Estratto del testo:
- - - -

Mi chiamo Lovecchio Nicola, sono aderente e sono impegnato con Medicina Democratica per affermare in fabbrica e in ogni dove il diritto alla salute. Partecipo a questo Convegno su invito del suo Presidente, Fernando d’Angelo, per esporvi la mia vicenda personale.
Purtroppo il mio attuale stato di salute non mi permette di essere presente e pertanto mi farà da tramite il dottor Maurizio Portaluri al quale va il mio grazie.
All’età di 24 anni, nel 1971, sono stato assunto con la qualifica di capoturno del reparto insacco magazzino fertilizzanti presso lo stabilimento Enichem di Manfredonia, e mi sono dimesso per motivi di salute nel gennaio del 1996. La domenica del 26 settembre 1976, quando esplose la colonna di lavaggio dell’arsenico, venni esposto in quell’area contaminata con segni di intossicazione acuta, come risulta dall’indagine effettuata dall’Istituto di Medicina del Lavoro di Bari. Lo stesso Istituto il 13 gennaio 1994, dopo un esame radiologico effettuato, con scadenza biennale, dall’unità mobile all’interno del suddetto stabilimento, mi riscontrava una opacità
polmonare destra (era un adenocarcinoma). Subii un intervento chirurgico presso la Clinica Chirurgica dell’Università di Chieti, cui seguirono radioterapie, chemioterapie, secondarismi polmonari, cerebellari, ossei, ed intervento chirurgico di decompressione spinale.
La mia attività mi portava ad avere un rapporto continuo con l’ambiente di lavoro alquanto polveroso per la presenza di fertilizzanti prodotti in loco (urea, solfato ammonico) e altri provenienti da altri siti quali concimi complessi, binari e ternari. La dirigenza aziendale, dagli inizi degli anni Ottanta sino alla cessazione della produzione di urea (luglio 1993), ha utilizzato la formaldeide, sostanza altamente cancerogena, per migliorare la resa commerciale dell’urea.
A 50 anni, non fumatore, vita tranquilla di un normale padre di famiglia, il caso sembrava far parte di una eccezione alla casistica mondiale, ma discutendone con il dottor Portaluri e prendendo in considerazione sostanze tossiche e nocive con cui sono stato a contatto – arsenico, ammoniaca, formaldeide, polvere di urea e di altri fertilizzanti, gas di scarico di automezzi che circolavano all’interno dei magazzini fertilizzanti oltre agli scarichi indiretti di altri impianti viciniori (ete, oleum, nox, SO3, caprolattame) – ci siamo resi conto che la funzionalità dei polmoni è stata compromessa dall’ambiente di lavoro.

- - - -

Voci fornite:

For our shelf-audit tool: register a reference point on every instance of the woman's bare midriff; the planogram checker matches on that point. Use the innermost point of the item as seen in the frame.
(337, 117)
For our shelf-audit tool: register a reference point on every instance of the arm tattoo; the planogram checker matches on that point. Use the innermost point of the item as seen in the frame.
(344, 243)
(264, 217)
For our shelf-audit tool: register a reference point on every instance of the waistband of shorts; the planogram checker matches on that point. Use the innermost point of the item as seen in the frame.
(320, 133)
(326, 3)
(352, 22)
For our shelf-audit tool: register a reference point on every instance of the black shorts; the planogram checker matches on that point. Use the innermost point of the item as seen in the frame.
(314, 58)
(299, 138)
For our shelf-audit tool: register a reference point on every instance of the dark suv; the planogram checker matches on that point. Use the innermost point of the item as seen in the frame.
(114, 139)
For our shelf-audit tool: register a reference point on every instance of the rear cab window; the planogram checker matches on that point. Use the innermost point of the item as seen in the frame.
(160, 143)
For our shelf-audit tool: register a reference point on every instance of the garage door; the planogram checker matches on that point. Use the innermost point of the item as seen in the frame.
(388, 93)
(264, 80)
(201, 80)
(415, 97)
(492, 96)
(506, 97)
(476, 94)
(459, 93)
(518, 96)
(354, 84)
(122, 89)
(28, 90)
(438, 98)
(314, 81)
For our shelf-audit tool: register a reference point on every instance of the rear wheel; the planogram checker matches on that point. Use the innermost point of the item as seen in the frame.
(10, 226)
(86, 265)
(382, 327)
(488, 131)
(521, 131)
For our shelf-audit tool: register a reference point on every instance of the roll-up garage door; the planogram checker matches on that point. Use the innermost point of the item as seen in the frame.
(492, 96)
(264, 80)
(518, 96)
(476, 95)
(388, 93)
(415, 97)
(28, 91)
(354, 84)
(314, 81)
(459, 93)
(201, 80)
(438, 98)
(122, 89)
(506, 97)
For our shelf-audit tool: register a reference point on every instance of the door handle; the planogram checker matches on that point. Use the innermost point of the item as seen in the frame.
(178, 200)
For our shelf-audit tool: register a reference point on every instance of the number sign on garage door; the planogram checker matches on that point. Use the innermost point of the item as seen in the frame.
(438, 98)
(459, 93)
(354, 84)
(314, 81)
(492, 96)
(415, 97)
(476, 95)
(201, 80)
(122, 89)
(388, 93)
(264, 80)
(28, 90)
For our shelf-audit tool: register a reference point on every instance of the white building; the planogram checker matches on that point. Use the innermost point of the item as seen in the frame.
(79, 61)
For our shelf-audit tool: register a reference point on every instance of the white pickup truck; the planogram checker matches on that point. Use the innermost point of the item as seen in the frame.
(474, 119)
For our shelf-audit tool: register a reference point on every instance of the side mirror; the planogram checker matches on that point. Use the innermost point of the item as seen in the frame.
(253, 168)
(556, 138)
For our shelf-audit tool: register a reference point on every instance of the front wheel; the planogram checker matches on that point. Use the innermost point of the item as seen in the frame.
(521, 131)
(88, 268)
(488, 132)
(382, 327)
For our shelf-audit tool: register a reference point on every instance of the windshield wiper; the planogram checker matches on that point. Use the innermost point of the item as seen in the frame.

- - - -

Elenco dei compiti:
1 – Trascrivi parola per parola il passo della testimonianza di Nicola Lovecchio che comincia con le parole contenenti "A 50 anni, non" e termina con "dall’ambiente di lavoro.".
2 – Rispondi alle domande seguenti sulla testimonianza di Nicola Lovecchio.
(a) In che anno è stato assunto presso lo stabilimento Enichem di Manfredonia?
(b) Quale sostanza ha usato la dirigenza aziendale per migliorare la resa commerciale dell'urea?
(c) In quale mese e anno è cessata la produzione di urea?
3 – Scrivi il seguito della testimonianza di Nicola Lovecchio, cominciando subito dopo l'ultima frase riportata.

Risposte all'esercizio:
1 –
A 50 anni, non fumatore, vita tranquilla di un normale padre di famiglia, il caso sembrava far parte di una eccezione alla casistica mondiale, ma discutendone con il dottor Portaluri e prendendo in considerazione sostanze tossiche e nocive con cui sono stato a contatto – arsenico, ammoniaca, formaldeide, polvere di urea e di altri fertilizzanti, gas di scarico di automezzi che circolavano all’interno dei magazzini fertilizzanti oltre agli scarichi indiretti di altri impianti viciniori (ete, oleum, nox, SO3, caprolattame) – ci siamo resi conto che la funzionalità dei polmoni è stata compromessa dall’ambiente di lavoro.

2 –
(a) Nel 1971.
(b) La formaldeide.
(c) Nel luglio 1993.

3 –
Ho cominciato a fare un’indagine nel mio stesso reparto dove risultavano deceduti, per neoplasie polmonari o intestinali, altri sei colleghi e una ventina sparsi per altri reparti con patologie diverse. Mancano dati ufficiali così come manca un’indagine epidemiologica, ma queste dovrebbero essere fatte da enti sanitari pubblici e non da un operaio; non si hanno poi neppure informazioni sui dipendenti delle ditte appaltatrici che hanno lavorato all’interno dello stabilimento. Tutto ciò ha spinto sia il sottoscritto che Medicina Democratica a presentare lo scorso settembre ’96 un esposto-denuncia presso la Procura di Foggia, mentre il dottor Portaluri presentava una denuncia di malattia professionale presso la Pretura di Foggia che ha già iniziato un’indagine preliminare.
Questa vicenda mi ha dato la forza di reagire a tutto quello che ho subito in fabbrica. Il senso della mia vita è quello di continuare a lottare: voglio vivere, non voglio andarmene così.
Non posso stare seduto ad aspettare che questa malattia mi consumi del tutto e senza aver fatto nulla per riacquistare la mia dignità di uomo.
Dirò ai miei tre figli: vedete, nella mia sfortuna lotto perché ho un debito nei vostri e nei miei confronti. Se sentite di stare nel giusto andate avanti senza alcun timore.
Il pensiero che più mi preoccupa è quello di lasciarli, perché questa terra non offre nulla nel momento in cui hanno maggiormente bisogno, assieme a mia moglie sono la mia forza.
Il male un po’ mi ha cambiato, nel senso che mi ha aperto; ora non ho più niente da perdere.
Parecchi compagni di lavoro si sono fatti vivi e c’è un movimento che si sta diffondendo, composto da chi è sopravvissuto e si sente leso nella dignità della propria persona perché l’azienda ci ha maltrattati nel vero senso della parola.
C’è grande solidarietà ed anche consapevolezza che il prioritario diritto alla salute non deve essere mai subordinato al profitto.